EXERCISE:
In the agreement excerpt below, who do the Company's corporate records show as the owner of record of all of the Shares?

EXCERPT PROVIDED:
/---

Governmental and Third Party Approvals . Assuming that the
Consents referred to in Sections 5.3 and 5.4 of the Company
Disclosure Schedule are made or obtained, there is no Governmental
Requirement or Third-Party Requirement applicable to the Company or
any of its Subsidiaries which is necessary for the valid execution
and delivery by the Company of this Agreement, the due performance
by the Company of its obligations hereunder or the lawful
consummation of the transactions contemplated hereby, except for
(i) the filing by or on behalf of the Seller, as the
“ultimate parent entity” of the Company, of
notification with the FTC and DOJ under the HSR Act and the
expiration or
11
termination of
the applicable “waiting period” thereunder,
(ii) any Governmental Requirement which, if not satisfied,
would not be material to the Company and its Subsidiaries, taken as
a whole, and (iii) any Third-Party Requirement which, if not
satisfied, would not reasonably be expected to have a Material
Adverse Effect.
SECTION 5.5.
Capitalization of the Company . The Shares constitute all of
the issued and outstanding Equity Interests in the Company. The
Shares have been duly authorized by all necessary corporate action
on the part of the Company, have been validly issued and are fully
paid and nonassessable. The corporate records of the Company
reflect that all of the Shares are owned of record by the Seller.
None of the Shares were issued in violation of any preemptive
rights or are subject to any preemptive rights in favor of any
Person other than a member of the Seller Group (it being understood
that, subject to the consummation of the transactions contemplated
hereby, the Seller hereby waives any such rights on behalf of
itself and any member of the Seller Group). There are no
outstanding options, warrants, calls, rights, convertible
securities or other agreements or commitments of any character
pursuant to which the Company is or will be obligated to issue or
sell any issued or unissued Equity Interests in the
Company.
SECTION 5.6.

\---

ROWS:
/---

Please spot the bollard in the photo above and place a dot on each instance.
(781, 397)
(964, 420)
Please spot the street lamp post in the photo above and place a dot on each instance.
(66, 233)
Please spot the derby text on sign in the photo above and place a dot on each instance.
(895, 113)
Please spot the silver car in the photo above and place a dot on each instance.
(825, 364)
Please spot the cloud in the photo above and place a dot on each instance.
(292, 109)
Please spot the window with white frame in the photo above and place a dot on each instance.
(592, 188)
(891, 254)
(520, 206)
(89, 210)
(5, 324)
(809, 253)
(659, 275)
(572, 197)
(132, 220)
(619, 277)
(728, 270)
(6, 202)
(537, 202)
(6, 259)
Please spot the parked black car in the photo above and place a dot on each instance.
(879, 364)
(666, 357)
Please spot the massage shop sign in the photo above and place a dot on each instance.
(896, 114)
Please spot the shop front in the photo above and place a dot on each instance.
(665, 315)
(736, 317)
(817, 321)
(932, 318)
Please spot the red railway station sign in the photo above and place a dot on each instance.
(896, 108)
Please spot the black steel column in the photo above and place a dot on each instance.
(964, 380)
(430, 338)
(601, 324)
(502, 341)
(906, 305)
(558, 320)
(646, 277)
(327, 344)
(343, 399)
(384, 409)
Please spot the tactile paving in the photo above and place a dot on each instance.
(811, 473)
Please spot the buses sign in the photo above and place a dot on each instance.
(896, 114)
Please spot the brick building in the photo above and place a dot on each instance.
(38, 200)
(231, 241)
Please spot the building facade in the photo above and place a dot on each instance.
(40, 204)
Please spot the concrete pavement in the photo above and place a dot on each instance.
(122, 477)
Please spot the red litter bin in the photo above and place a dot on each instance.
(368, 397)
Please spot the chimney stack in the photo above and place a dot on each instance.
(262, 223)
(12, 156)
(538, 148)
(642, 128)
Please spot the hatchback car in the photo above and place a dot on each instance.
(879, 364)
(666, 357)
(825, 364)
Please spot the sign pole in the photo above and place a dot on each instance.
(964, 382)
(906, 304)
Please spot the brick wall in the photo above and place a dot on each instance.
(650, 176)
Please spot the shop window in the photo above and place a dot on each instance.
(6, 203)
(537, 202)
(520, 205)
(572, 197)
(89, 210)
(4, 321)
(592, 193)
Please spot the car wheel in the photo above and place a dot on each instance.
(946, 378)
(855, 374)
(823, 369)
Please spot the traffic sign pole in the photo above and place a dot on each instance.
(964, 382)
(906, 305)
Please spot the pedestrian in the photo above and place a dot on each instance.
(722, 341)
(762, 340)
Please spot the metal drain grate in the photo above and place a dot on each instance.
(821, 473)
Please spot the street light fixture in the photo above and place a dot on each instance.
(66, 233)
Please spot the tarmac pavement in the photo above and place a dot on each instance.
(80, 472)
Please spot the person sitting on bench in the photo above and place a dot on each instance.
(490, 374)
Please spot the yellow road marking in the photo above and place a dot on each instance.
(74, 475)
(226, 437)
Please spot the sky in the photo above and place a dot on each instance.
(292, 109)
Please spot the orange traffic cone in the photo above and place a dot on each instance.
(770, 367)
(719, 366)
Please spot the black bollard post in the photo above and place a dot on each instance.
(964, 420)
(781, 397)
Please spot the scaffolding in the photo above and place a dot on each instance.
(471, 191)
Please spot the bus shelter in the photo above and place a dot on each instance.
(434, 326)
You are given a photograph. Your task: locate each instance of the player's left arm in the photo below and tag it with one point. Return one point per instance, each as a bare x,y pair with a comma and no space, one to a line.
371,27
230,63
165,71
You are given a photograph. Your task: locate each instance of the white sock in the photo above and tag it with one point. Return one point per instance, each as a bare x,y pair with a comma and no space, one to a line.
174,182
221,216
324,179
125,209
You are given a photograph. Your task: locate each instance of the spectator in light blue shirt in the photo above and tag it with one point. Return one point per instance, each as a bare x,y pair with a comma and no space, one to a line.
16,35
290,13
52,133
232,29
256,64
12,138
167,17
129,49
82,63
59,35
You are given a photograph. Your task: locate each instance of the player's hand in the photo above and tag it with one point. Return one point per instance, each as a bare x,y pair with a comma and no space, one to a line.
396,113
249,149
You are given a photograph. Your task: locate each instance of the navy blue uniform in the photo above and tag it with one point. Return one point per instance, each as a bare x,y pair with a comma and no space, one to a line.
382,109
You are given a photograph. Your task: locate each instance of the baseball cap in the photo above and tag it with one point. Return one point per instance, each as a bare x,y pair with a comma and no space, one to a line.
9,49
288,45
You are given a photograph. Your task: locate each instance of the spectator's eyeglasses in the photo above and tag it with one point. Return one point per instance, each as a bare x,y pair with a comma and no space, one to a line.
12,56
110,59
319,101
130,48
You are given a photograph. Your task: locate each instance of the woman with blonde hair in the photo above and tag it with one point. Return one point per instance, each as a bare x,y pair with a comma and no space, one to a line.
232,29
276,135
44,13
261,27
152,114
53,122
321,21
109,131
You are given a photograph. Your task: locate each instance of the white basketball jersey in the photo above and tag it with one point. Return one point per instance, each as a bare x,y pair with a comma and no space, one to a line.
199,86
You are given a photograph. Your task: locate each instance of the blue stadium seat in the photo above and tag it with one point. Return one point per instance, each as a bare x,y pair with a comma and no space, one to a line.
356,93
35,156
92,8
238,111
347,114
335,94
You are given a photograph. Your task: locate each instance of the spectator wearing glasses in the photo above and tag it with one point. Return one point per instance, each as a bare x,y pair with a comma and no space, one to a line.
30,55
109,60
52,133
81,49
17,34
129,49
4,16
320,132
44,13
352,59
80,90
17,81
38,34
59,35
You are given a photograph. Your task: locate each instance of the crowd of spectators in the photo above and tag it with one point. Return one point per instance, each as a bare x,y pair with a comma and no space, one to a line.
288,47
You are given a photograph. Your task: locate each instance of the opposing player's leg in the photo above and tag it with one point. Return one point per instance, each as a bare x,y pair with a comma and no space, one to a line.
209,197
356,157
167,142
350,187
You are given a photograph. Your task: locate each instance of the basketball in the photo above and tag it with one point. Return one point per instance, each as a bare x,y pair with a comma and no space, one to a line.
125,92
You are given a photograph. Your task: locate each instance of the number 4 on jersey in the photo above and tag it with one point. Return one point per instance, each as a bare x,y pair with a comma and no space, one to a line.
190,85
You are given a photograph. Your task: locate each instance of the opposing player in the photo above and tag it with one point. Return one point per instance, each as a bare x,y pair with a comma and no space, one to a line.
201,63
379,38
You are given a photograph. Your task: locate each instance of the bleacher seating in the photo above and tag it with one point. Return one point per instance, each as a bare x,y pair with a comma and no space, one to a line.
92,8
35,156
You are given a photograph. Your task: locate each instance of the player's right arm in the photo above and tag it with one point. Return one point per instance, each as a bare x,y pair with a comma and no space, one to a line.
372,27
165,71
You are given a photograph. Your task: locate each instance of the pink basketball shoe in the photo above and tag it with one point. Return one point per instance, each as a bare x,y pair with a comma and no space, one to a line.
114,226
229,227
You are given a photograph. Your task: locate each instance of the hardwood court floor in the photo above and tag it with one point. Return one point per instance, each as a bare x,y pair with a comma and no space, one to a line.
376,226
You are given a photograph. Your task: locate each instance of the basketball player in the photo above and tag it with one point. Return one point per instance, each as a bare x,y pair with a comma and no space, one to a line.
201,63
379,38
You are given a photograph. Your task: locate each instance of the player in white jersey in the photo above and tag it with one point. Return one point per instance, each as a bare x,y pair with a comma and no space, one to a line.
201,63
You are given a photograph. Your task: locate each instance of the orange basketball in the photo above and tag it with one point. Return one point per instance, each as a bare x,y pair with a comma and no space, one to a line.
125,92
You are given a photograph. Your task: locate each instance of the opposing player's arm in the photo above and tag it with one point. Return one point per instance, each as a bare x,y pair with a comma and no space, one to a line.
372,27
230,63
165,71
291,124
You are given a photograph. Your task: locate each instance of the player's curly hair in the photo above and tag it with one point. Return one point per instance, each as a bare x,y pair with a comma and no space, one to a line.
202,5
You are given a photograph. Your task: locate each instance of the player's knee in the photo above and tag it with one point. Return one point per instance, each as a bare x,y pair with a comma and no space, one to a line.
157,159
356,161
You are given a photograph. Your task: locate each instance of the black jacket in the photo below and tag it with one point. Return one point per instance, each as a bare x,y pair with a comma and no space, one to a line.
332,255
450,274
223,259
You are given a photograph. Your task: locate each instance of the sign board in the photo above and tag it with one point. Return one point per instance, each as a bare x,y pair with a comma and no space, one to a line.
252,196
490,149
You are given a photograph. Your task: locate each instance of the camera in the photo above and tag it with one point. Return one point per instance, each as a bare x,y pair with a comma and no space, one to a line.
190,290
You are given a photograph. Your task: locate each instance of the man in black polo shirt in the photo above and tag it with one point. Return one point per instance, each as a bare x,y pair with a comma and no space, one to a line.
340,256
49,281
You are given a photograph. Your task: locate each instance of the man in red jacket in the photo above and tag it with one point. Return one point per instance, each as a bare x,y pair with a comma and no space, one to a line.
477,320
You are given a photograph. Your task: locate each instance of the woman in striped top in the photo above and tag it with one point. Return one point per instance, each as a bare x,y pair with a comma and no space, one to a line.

\---

WRITTEN ANSWER:
The Seller.